■ GIVEN PASSAGE ■
##########

They are what economist Joseph Schumpeter called "creative
destruction," where innovations destroy obsolete technologies, only to
be overthrown in turn by ever newer, more efficient rivals. In The Innovator's Dilemma,
Harvard Business School professor Clayton Christensen explained why
industry leaders often get blindsided by disruptive innovations -
technological gamechangers - because they focus too much on today's
most profitable customers and businesses, ignoring the needs of the
future. Firms that are quick to adopt innovative technologies and
business models will be the winners of the 21st century; those that
deny and resist change will join the dead from the last millennium. In
the 108-year history of the Dow Jones Industrial Average, only one of
12 original companies remains a corporate entity today - General
Electric. The others perished or became fodder for their competitors.
What policies are needed? American
companies can be among the quick leaders in the 21st century, but it
will take a cohesive strategy-based transformation, bold business and
military leadership, and supportive government policies at a federal or
at least a state level. Winning the Oil Endgame charts these practical steppingstones to an oil-free America:
· Most
importantly, revenue- and size-neutral "feebates" can shift customer
choice by combining fees on inefficient vehicles with rebates to
efficient vehicles. The feebates apply separately within each
vehicle-size class, so freedom of choice is unaffected. Indeed, choice
is enhanced as customers start to count fuel savings over the vehicle's
life, not just the first few years, and this new pattern of demand
pulls superefficient but uncompromised vehicles from the drawing-board
into the showroom.
· A
scrap-and-replace program can lease or sell superefficent cars to
low-income Americans?on terms and with fuel bills they can afford?while
scrapping clunkers. This makes personal mobility affordable to all,
creates a new million-car-a-year market for the new efficiency
technologies, and helps clean our cities' air.
· Military
needs for agility, rapid deployment, and streamlined logistics can
drive Pentagon leadership in developing key technologies.
· Implementing
smart government procurement and targeted technology acquisition (the
"Golden Carrot") for aggregated buyers will accelerate manufacturers'
conversion, while a government-sponsored $1-billion prize for success
in the marketplace, the "Platinum Carrot," will speed development of
even more advanced vehicles.
· To
support U.S. automakers' and suppliers' need to invest about $70
billion to make advanced technology vehicles, federal loan guarantees
can help finance initial retooling where needed; the investments should
earn a handsome return, with big spin-off benefits.
· Similar
but simpler policies?loan guarantees for buying efficient new airplanes
(while scrapping inefficient parked ones), and better information for
heavy truck buyers to spur market demand for doubled-efficiency
trucks?can speed these oil-saving innovations from concept to
market.

##########

■ REQUIRED ACTION 1 ■
Reproduce the records below word for word, from their start through the line with "box: [367, 0, 636, 134]", and leave out the pictures.

##########

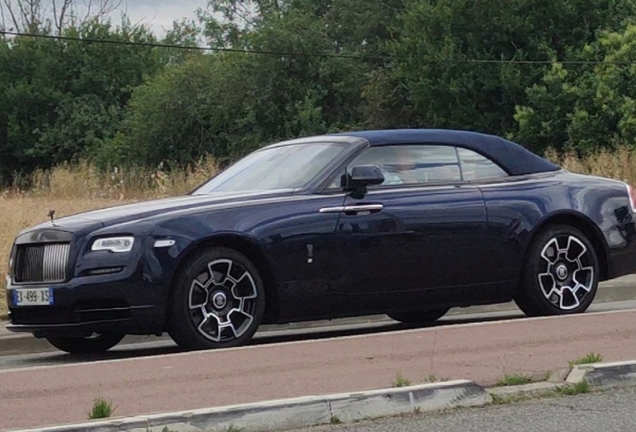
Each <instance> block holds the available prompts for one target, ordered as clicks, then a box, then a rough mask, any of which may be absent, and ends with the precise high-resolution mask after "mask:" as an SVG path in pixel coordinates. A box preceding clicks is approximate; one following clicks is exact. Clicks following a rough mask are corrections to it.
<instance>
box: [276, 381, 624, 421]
mask: <svg viewBox="0 0 636 432" xmlns="http://www.w3.org/2000/svg"><path fill="white" fill-rule="evenodd" d="M634 406H636V389H634V388H627V389H620V390H613V391H611V392H603V393H590V394H584V395H578V396H568V397H560V398H555V399H553V398H549V399H542V400H533V401H528V402H522V403H517V404H511V405H493V406H489V407H480V408H474V409H473V408H471V409H460V410H456V411H451V412H448V413H434V414H420V415H408V416H402V417H392V418H385V419H381V420H375V421H364V422H359V423H356V424H351V425H342V426H321V427H314V428H307V429H299V430H295V431H289V432H429V431H430V432H456V431H461V432H484V431H488V432H510V431H523V432H599V431H610V432H633V431H634V429H635V428H634V425H636V410H634Z"/></svg>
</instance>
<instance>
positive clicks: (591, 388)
mask: <svg viewBox="0 0 636 432" xmlns="http://www.w3.org/2000/svg"><path fill="white" fill-rule="evenodd" d="M591 390H592V388H591V386H590V383H588V382H587V381H585V380H583V381H580V382H578V383H576V384H574V385H571V386H565V387H561V388H559V389H557V390H556V391H557V392H558V393H560V394H562V395H565V396H574V395H577V394H583V393H589V392H590V391H591Z"/></svg>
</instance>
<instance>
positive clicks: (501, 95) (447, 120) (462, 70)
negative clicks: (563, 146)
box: [367, 0, 636, 134]
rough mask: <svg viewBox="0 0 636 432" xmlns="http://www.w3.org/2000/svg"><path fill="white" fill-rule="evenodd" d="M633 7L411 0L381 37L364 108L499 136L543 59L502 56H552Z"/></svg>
mask: <svg viewBox="0 0 636 432" xmlns="http://www.w3.org/2000/svg"><path fill="white" fill-rule="evenodd" d="M635 11H636V2H635V1H634V0H550V1H548V0H479V1H478V0H437V1H432V0H414V1H412V2H410V3H408V5H407V7H406V11H405V12H404V13H403V14H402V15H401V16H400V19H399V21H398V22H397V23H396V24H395V25H394V26H393V27H392V29H393V30H394V32H395V33H396V34H398V36H397V37H396V38H395V40H393V41H390V42H389V43H387V51H386V52H387V54H389V55H391V56H393V57H395V61H394V62H393V63H392V64H391V65H390V67H389V69H387V71H386V73H381V74H378V76H376V77H375V80H374V82H372V85H371V86H370V88H369V89H368V90H367V92H368V93H369V95H370V96H369V97H368V99H369V101H370V105H371V112H372V115H373V112H374V111H377V112H380V114H375V117H380V116H384V117H385V118H386V117H387V115H388V116H390V115H391V113H392V112H395V113H398V114H400V116H402V117H398V116H390V117H389V118H388V120H387V121H385V125H403V126H404V125H405V124H404V123H405V122H406V123H408V124H406V125H408V126H426V127H450V128H459V129H473V130H479V131H484V132H490V133H496V134H507V133H509V132H512V131H514V130H515V127H516V123H515V121H514V118H513V116H514V113H515V106H516V105H519V104H521V105H524V104H525V100H526V93H525V89H526V88H527V87H529V86H532V85H533V84H535V83H536V82H538V81H539V80H540V78H541V76H542V75H543V73H544V71H545V70H546V67H547V66H546V65H542V64H532V63H530V64H523V63H517V64H515V63H510V61H512V60H514V61H530V62H532V61H546V60H547V61H549V60H551V59H553V58H562V57H563V56H566V55H568V53H569V52H571V51H576V50H579V49H580V48H581V47H582V46H584V45H585V44H586V43H590V42H592V41H593V40H594V38H595V35H596V33H597V32H598V31H599V30H601V29H609V30H615V29H619V28H621V26H622V25H623V21H625V20H626V18H627V17H631V16H633V15H634V12H635ZM483 61H486V62H483ZM378 92H381V93H383V94H386V95H391V97H392V100H390V101H387V100H386V99H384V98H382V97H380V96H379V95H378ZM373 105H375V107H377V108H376V109H375V110H373V108H374V107H373ZM405 119H406V121H405Z"/></svg>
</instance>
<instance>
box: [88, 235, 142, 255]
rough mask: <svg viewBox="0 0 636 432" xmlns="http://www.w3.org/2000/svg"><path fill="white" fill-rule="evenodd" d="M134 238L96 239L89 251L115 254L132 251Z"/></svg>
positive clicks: (128, 237)
mask: <svg viewBox="0 0 636 432" xmlns="http://www.w3.org/2000/svg"><path fill="white" fill-rule="evenodd" d="M134 242H135V238H134V237H108V238H103V239H97V240H95V241H94V242H93V246H92V247H91V250H93V251H101V250H106V251H111V252H116V253H121V252H130V251H131V250H132V246H133V243H134Z"/></svg>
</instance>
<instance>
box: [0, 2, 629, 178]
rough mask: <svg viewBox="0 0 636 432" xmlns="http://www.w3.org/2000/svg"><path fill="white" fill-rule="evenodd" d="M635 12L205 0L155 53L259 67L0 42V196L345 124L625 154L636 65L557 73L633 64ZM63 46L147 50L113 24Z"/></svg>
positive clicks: (80, 30)
mask: <svg viewBox="0 0 636 432" xmlns="http://www.w3.org/2000/svg"><path fill="white" fill-rule="evenodd" d="M635 12H636V0H551V1H548V0H481V1H479V2H477V1H475V0H410V1H408V2H403V1H398V0H215V1H210V2H209V4H208V7H207V8H205V9H203V10H199V11H198V13H197V16H196V19H194V20H182V21H180V22H175V23H174V25H173V28H172V29H171V30H170V31H169V32H168V34H167V35H166V36H165V37H164V38H163V40H162V41H161V42H163V43H167V44H178V45H182V46H194V45H195V44H197V43H198V42H200V41H201V40H205V42H206V43H208V44H210V45H212V46H214V47H223V48H232V49H234V50H238V51H241V50H252V51H259V52H269V54H245V53H241V52H223V53H222V52H215V51H210V52H206V53H203V52H201V51H200V50H185V49H176V48H166V47H161V48H151V47H147V46H133V45H130V44H120V45H116V44H100V43H92V42H86V41H83V42H77V41H56V40H49V39H35V38H30V37H18V38H14V39H9V38H2V37H0V154H2V155H3V157H2V158H0V184H1V185H6V184H7V183H10V182H12V181H14V180H15V179H16V178H20V174H29V173H31V172H32V171H33V170H35V169H37V168H45V169H46V168H50V167H52V166H54V165H57V164H60V163H62V162H69V161H70V162H75V161H79V160H91V161H93V162H96V163H97V164H98V165H99V166H101V167H103V168H106V167H112V166H124V165H127V164H134V165H145V166H147V167H157V166H163V167H164V168H166V169H170V168H173V167H180V166H188V165H191V164H193V163H195V162H196V161H198V160H199V159H200V158H202V157H204V156H208V155H210V156H213V157H215V158H217V159H218V160H219V161H220V162H223V161H224V160H232V159H234V158H237V157H239V156H241V155H243V154H245V153H247V152H249V151H251V150H254V149H256V148H259V147H261V146H263V145H265V144H267V143H270V142H273V141H276V140H281V139H286V138H293V137H299V136H305V135H312V134H321V133H326V132H335V131H340V130H348V129H358V128H389V127H414V126H419V127H447V128H458V129H472V130H478V131H485V132H490V133H495V134H499V135H505V136H508V137H511V138H514V139H516V140H518V141H520V142H521V143H522V144H524V145H526V146H528V147H529V148H531V149H532V150H535V151H537V152H542V151H544V150H545V149H546V148H547V147H557V148H559V149H565V148H568V147H571V148H574V149H576V150H580V151H587V150H593V149H596V148H598V147H611V146H613V145H616V144H617V143H621V144H622V143H632V142H634V139H635V138H636V136H635V135H636V102H635V100H636V94H634V90H633V88H634V86H633V85H632V82H633V81H634V71H635V70H636V69H635V68H636V66H635V64H636V63H635V64H631V63H630V64H610V63H605V64H599V65H596V66H594V65H590V64H574V65H572V64H564V63H556V62H555V60H556V59H558V60H561V59H565V60H576V61H583V62H589V61H607V62H616V61H620V62H636V56H635V54H636V48H635V42H634V41H635V40H636V27H634V26H633V25H631V24H630V22H631V20H632V17H633V16H634V15H635ZM27 27H28V28H29V29H30V31H34V32H40V33H50V32H51V31H52V30H51V27H50V25H48V26H40V27H38V24H37V23H28V26H27ZM60 32H61V34H62V35H65V36H69V37H74V38H90V39H108V40H113V41H120V42H158V40H157V38H156V36H154V35H153V34H152V33H150V32H149V31H148V30H147V29H146V28H144V27H142V26H133V25H131V24H130V22H129V21H128V20H127V19H125V18H124V19H123V20H122V23H121V25H119V26H114V25H112V24H111V23H110V22H109V21H106V20H102V19H99V20H89V21H87V22H85V23H77V22H72V21H67V22H66V24H65V26H64V28H62V29H61V30H60ZM306 54H310V55H306ZM333 55H343V57H340V58H333V57H329V56H333ZM474 60H479V61H480V62H474ZM509 60H514V61H522V62H528V63H511V62H510V61H509ZM535 61H540V62H542V63H533V62H535Z"/></svg>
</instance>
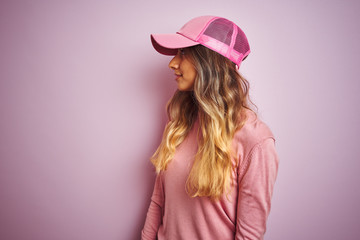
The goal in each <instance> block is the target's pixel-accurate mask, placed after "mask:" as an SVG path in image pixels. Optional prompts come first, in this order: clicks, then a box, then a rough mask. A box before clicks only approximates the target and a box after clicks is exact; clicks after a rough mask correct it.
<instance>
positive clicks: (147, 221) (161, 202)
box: [141, 174, 164, 240]
mask: <svg viewBox="0 0 360 240" xmlns="http://www.w3.org/2000/svg"><path fill="white" fill-rule="evenodd" d="M163 205H164V192H163V186H162V181H161V174H158V175H157V176H156V180H155V185H154V190H153V194H152V196H151V202H150V206H149V209H148V212H147V215H146V220H145V225H144V228H143V230H142V231H141V239H142V240H155V239H157V232H158V230H159V227H160V225H161V222H162V212H163Z"/></svg>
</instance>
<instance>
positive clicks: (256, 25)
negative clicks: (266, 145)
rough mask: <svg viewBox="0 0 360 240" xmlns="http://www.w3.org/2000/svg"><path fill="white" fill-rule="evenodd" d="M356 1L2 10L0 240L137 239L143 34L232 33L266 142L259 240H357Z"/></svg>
mask: <svg viewBox="0 0 360 240" xmlns="http://www.w3.org/2000/svg"><path fill="white" fill-rule="evenodd" d="M359 11H360V4H359V3H358V1H355V0H354V1H340V0H332V1H321V0H311V1H310V0H306V1H287V0H282V1H280V0H275V1H253V0H246V1H245V0H244V1H243V0H229V1H219V0H217V1H210V0H206V1H205V0H204V1H194V0H182V1H165V0H162V1H145V0H144V1H128V2H126V3H125V1H100V0H98V1H85V0H84V1H67V0H65V1H60V0H58V1H45V0H44V1H35V0H33V1H10V0H8V1H4V0H2V1H1V2H0V117H1V120H0V121H1V122H0V239H4V240H8V239H9V240H13V239H15V240H25V239H26V240H29V239H31V240H32V239H34V240H48V239H51V240H58V239H59V240H60V239H61V240H79V239H87V240H98V239H106V240H115V239H117V240H118V239H139V237H140V230H141V229H142V226H143V224H144V220H145V214H146V210H147V208H148V204H149V201H150V195H151V192H152V187H153V186H152V185H153V181H154V172H153V169H152V166H151V164H150V163H149V160H148V159H149V157H150V156H151V154H152V153H153V152H154V150H155V149H156V147H157V145H158V144H159V141H160V138H161V133H162V129H163V127H164V123H165V110H164V106H165V103H166V101H167V100H168V99H169V98H170V96H171V95H172V94H173V92H174V90H175V87H176V85H175V82H174V79H173V75H172V73H171V71H170V70H168V68H167V64H168V61H169V60H170V58H169V57H166V56H162V55H159V54H157V53H156V52H155V51H154V50H153V48H152V46H151V44H150V38H149V35H150V33H168V32H170V33H171V32H175V31H176V30H178V29H179V28H180V27H181V26H182V25H183V24H184V23H185V22H186V21H188V20H190V19H191V18H193V17H195V16H199V15H208V14H211V15H220V16H224V17H226V18H229V19H231V20H233V21H235V22H236V23H238V25H240V27H241V28H242V29H243V30H244V31H245V33H246V34H247V36H248V39H249V41H250V46H251V49H252V53H251V54H250V55H249V57H248V58H247V59H246V60H245V61H244V62H243V64H242V67H241V72H242V73H243V74H244V75H245V77H247V79H248V80H249V81H250V82H251V87H252V88H251V96H252V98H253V100H254V102H255V103H256V104H257V106H258V107H259V115H260V116H261V117H262V119H263V120H264V121H265V122H267V123H268V125H269V126H270V127H271V129H272V130H273V132H274V134H275V135H276V137H277V149H278V152H279V155H280V161H281V162H280V168H279V175H278V179H277V182H276V185H275V192H274V197H273V207H272V211H271V214H270V217H269V221H268V231H267V233H266V235H265V238H266V239H268V240H269V239H270V240H279V239H280V240H289V239H291V240H303V239H327V240H330V239H331V240H332V239H333V240H339V239H346V240H352V239H354V240H355V239H359V234H360V221H359V218H360V207H359V203H360V188H359V186H358V184H359V182H360V174H359V170H360V147H359V143H358V139H359V134H360V127H359V125H360V107H359V103H360V101H359V100H360V97H359V91H360V81H359V75H360V67H359V58H360V47H359V42H360V28H359V22H360V17H359V16H360V15H359Z"/></svg>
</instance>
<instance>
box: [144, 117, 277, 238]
mask: <svg viewBox="0 0 360 240" xmlns="http://www.w3.org/2000/svg"><path fill="white" fill-rule="evenodd" d="M246 114H247V116H248V119H247V122H246V123H245V125H244V126H243V127H242V128H241V129H240V130H239V131H237V132H236V133H235V136H234V139H233V141H232V148H233V151H234V152H235V153H236V158H234V159H233V161H234V163H237V165H238V167H237V168H236V169H235V170H234V171H233V175H232V187H231V191H230V193H228V194H224V195H223V196H222V197H221V199H220V200H219V201H215V202H214V201H211V200H210V199H209V198H208V197H195V198H192V197H189V195H188V194H187V193H186V190H185V185H186V180H187V177H188V175H189V172H190V169H191V166H192V163H193V161H194V156H195V154H196V152H197V147H198V145H197V133H198V128H199V123H198V121H197V122H195V124H194V126H193V128H192V130H191V131H190V133H189V134H188V136H187V137H186V139H185V140H184V142H183V143H182V144H181V145H180V146H179V147H178V148H177V150H176V153H175V156H174V159H173V160H172V161H171V162H170V163H169V165H168V168H167V170H166V171H164V172H161V173H160V174H159V175H157V177H156V181H155V186H154V191H153V194H152V197H151V203H150V206H149V210H148V213H147V217H146V222H145V226H144V228H143V230H142V239H143V240H150V239H151V240H152V239H159V240H173V239H174V240H181V239H184V240H185V239H186V240H188V239H206V240H212V239H213V240H219V239H222V240H227V239H228V240H234V239H241V240H245V239H246V240H250V239H256V240H258V239H263V236H264V234H265V230H266V220H267V218H268V215H269V213H270V207H271V197H272V193H273V187H274V183H275V180H276V176H277V171H278V163H279V160H278V155H277V153H276V150H275V138H274V136H273V134H272V133H271V131H270V129H269V128H268V127H267V125H266V124H265V123H263V122H262V121H261V120H259V119H258V118H257V117H256V115H255V114H254V113H252V112H251V111H247V112H246Z"/></svg>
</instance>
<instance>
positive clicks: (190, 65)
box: [169, 48, 197, 91]
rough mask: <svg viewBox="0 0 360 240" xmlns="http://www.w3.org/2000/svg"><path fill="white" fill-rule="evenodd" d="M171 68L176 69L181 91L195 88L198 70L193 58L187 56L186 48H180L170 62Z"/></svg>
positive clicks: (179, 86) (186, 90) (175, 74)
mask: <svg viewBox="0 0 360 240" xmlns="http://www.w3.org/2000/svg"><path fill="white" fill-rule="evenodd" d="M169 68H170V69H172V70H174V73H175V80H176V82H177V87H178V89H179V90H180V91H191V90H193V88H194V82H195V78H196V76H197V71H196V69H195V67H194V65H193V63H192V61H191V59H189V57H188V56H186V48H185V49H179V50H178V52H177V54H176V55H175V56H174V57H173V59H171V61H170V62H169Z"/></svg>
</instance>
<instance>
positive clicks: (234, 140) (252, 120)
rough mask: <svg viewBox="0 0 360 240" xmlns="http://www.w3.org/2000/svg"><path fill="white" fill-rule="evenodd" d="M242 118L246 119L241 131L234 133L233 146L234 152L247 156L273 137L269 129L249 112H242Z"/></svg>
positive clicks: (239, 130)
mask: <svg viewBox="0 0 360 240" xmlns="http://www.w3.org/2000/svg"><path fill="white" fill-rule="evenodd" d="M242 118H245V119H246V122H245V124H244V125H243V127H242V128H241V129H239V130H238V131H236V132H235V135H234V139H233V146H234V147H235V148H236V150H237V151H236V152H239V151H241V152H242V153H243V154H242V155H247V154H248V153H249V152H250V151H251V150H252V149H253V148H254V147H255V146H259V145H261V144H262V143H263V142H264V141H265V140H267V139H269V138H270V139H273V140H274V141H275V137H274V135H273V133H272V132H271V130H270V128H269V127H268V126H267V125H266V123H264V122H263V121H262V120H260V119H259V117H258V116H257V115H256V114H255V113H254V112H252V111H251V110H247V109H246V110H244V111H243V113H242Z"/></svg>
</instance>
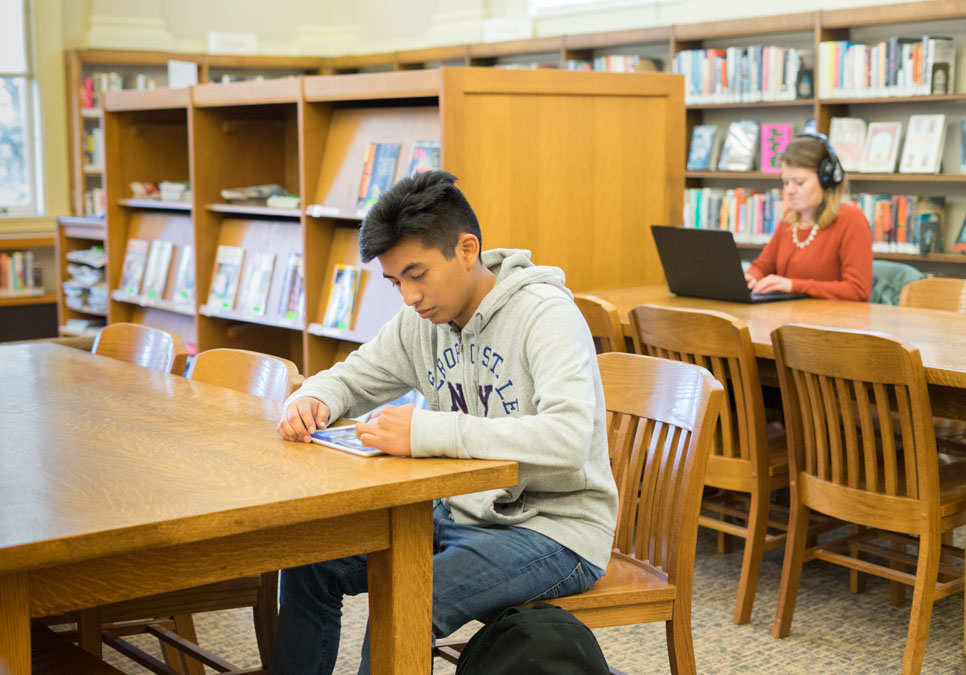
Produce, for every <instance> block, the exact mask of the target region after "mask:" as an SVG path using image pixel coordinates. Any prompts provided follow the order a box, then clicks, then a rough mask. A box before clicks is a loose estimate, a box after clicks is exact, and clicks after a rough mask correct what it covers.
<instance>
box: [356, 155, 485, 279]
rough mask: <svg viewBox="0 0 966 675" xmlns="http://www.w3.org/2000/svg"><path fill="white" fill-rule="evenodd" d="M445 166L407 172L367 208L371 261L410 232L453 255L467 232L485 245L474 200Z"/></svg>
mask: <svg viewBox="0 0 966 675" xmlns="http://www.w3.org/2000/svg"><path fill="white" fill-rule="evenodd" d="M455 182H456V176H454V175H453V174H451V173H447V172H446V171H424V172H422V173H417V174H416V175H414V176H410V177H407V178H403V179H402V180H400V181H399V182H398V183H396V184H395V185H393V186H392V188H390V189H389V190H388V191H387V192H386V193H385V194H384V195H382V197H380V198H379V201H377V202H376V203H375V205H373V207H372V208H371V209H370V210H369V214H368V215H367V216H366V218H365V220H364V221H363V223H362V229H361V230H360V231H359V251H360V253H361V254H362V261H363V262H369V261H370V260H372V259H373V258H376V257H378V256H380V255H382V254H383V253H385V252H386V251H388V250H389V249H391V248H393V247H394V246H396V245H397V244H398V243H399V242H400V241H402V240H403V239H405V238H407V237H418V238H419V240H420V241H421V242H422V244H423V246H425V247H426V248H435V249H437V250H439V251H441V252H442V254H443V255H444V256H445V257H446V258H447V259H451V258H452V257H453V256H454V255H455V254H456V244H457V242H458V241H459V238H460V235H461V234H463V233H464V232H468V233H469V234H472V235H473V236H474V237H476V238H477V240H478V241H479V242H480V248H481V250H482V246H483V235H482V234H481V233H480V223H479V221H477V219H476V214H475V213H473V209H472V207H470V203H469V202H468V201H466V197H464V196H463V193H462V192H460V191H459V189H457V187H456V186H455V185H454V183H455Z"/></svg>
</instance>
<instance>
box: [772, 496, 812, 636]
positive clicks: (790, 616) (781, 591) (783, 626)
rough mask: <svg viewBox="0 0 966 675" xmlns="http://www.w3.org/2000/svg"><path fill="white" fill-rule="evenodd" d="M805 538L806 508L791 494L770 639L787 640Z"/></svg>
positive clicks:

##########

■ REQUIRED ACTION 2 ■
From the passage on innovation and an oil-free America, extract the words from "They are what" to "for their competitors." without any change.

■ WRITTEN ANSWER 1 ■
Each <instance> block holds the available prompts for one target, ordered as clicks, then a box, then a rough mask, any of which may be absent, and ends with the precise high-resolution mask after "mask:" as an SVG path in pixel coordinates. A box preceding clicks is approximate; one following clicks is exact. Clicks following a rough mask are corrections to it.
<instance>
box: [276, 381, 624, 421]
mask: <svg viewBox="0 0 636 432" xmlns="http://www.w3.org/2000/svg"><path fill="white" fill-rule="evenodd" d="M634 406H636V389H634V388H627V389H620V390H613V391H611V392H603V393H590V394H584V395H578V396H568V397H560V398H555V399H553V398H549V399H542V400H533V401H528V402H522V403H517V404H511V405H493V406H489V407H480V408H474V409H473V408H471V409H460V410H456V411H451V412H448V413H434V414H420V415H408V416H402V417H392V418H385V419H381V420H375V421H364V422H359V423H356V424H351V425H342V426H321V427H314V428H307V429H299V430H295V431H289V432H429V431H430V432H456V431H461V432H484V431H488V432H510V431H523V432H599V431H610V432H633V431H634V429H635V428H634V425H636V410H634Z"/></svg>
</instance>
<instance>
positive clicks: (591, 388)
mask: <svg viewBox="0 0 636 432" xmlns="http://www.w3.org/2000/svg"><path fill="white" fill-rule="evenodd" d="M591 390H592V388H591V386H590V383H588V382H587V381H585V380H583V381H580V382H578V383H576V384H574V385H571V386H565V387H561V388H559V389H557V390H556V391H557V392H558V393H560V394H562V395H565V396H574V395H577V394H583V393H589V392H590V391H591Z"/></svg>
</instance>
<instance>
positive clicks: (501, 95) (447, 120) (462, 70)
negative clicks: (563, 146)
box: [367, 0, 636, 134]

■ WRITTEN ANSWER 2 ■
They are what economist Joseph Schumpeter called "creative
destruction," where innovations destroy obsolete technologies, only to
be overthrown in turn by ever newer, more efficient rivals. In The Innovator's Dilemma,
Harvard Business School professor Clayton Christensen explained why
industry leaders often get blindsided by disruptive innovations -
technological gamechangers - because they focus too much on today's
most profitable customers and businesses, ignoring the needs of the
future. Firms that are quick to adopt innovative technologies and
business models will be the winners of the 21st century; those that
deny and resist change will join the dead from the last millennium. In
the 108-year history of the Dow Jones Industrial Average, only one of
12 original companies remains a corporate entity today - General
Electric. The others perished or became fodder for their competitors.